● **Your goal**
Would you copy each line of the data below that has "trace"?

● **Task material**
========

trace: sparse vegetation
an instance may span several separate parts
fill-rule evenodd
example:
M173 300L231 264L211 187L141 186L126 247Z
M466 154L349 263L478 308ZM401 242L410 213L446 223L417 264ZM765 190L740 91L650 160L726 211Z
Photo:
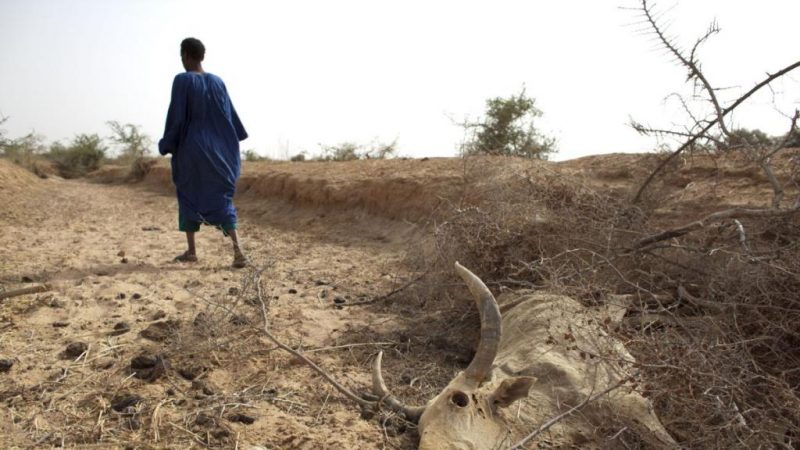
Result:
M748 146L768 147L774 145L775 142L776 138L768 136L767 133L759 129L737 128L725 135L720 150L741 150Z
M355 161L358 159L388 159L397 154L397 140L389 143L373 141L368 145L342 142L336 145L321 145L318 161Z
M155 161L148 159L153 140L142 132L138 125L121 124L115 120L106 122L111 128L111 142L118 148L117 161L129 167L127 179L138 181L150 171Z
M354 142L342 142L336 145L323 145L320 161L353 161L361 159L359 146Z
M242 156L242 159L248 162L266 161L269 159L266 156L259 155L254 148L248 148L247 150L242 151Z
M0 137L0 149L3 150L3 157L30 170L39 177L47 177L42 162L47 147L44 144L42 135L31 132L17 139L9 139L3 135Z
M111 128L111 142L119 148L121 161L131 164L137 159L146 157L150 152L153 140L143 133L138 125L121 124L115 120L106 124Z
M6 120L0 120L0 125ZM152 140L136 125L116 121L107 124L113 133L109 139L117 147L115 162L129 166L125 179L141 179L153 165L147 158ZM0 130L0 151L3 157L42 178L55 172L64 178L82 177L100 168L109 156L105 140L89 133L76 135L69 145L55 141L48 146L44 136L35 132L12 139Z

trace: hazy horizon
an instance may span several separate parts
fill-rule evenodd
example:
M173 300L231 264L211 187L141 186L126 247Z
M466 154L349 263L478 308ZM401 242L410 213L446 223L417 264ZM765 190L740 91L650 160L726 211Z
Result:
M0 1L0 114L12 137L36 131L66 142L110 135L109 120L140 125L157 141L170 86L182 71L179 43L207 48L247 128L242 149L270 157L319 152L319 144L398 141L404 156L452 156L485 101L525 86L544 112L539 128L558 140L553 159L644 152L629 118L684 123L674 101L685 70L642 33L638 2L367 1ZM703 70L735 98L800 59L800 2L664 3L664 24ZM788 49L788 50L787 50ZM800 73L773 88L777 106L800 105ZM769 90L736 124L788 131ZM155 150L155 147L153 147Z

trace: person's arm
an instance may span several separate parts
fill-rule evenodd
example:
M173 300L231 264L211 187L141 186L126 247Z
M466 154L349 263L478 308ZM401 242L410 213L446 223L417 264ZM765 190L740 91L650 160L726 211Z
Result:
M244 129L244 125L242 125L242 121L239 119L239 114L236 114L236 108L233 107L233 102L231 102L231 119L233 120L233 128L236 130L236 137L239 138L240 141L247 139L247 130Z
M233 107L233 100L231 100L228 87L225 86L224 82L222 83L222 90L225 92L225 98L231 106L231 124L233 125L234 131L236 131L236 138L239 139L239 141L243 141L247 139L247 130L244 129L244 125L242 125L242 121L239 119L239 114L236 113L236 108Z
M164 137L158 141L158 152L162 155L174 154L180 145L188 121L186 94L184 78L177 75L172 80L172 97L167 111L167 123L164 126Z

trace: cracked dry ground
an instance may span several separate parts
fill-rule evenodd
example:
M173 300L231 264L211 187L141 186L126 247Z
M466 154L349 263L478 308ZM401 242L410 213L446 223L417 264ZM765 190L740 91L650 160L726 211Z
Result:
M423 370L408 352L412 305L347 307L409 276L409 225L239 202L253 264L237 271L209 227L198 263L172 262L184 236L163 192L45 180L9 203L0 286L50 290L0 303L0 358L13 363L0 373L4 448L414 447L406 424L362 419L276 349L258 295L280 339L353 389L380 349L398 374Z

========

● **Output**
trace: sparse vegetation
trace: hazy horizon
trace: person's arm
trace: cracked dry ground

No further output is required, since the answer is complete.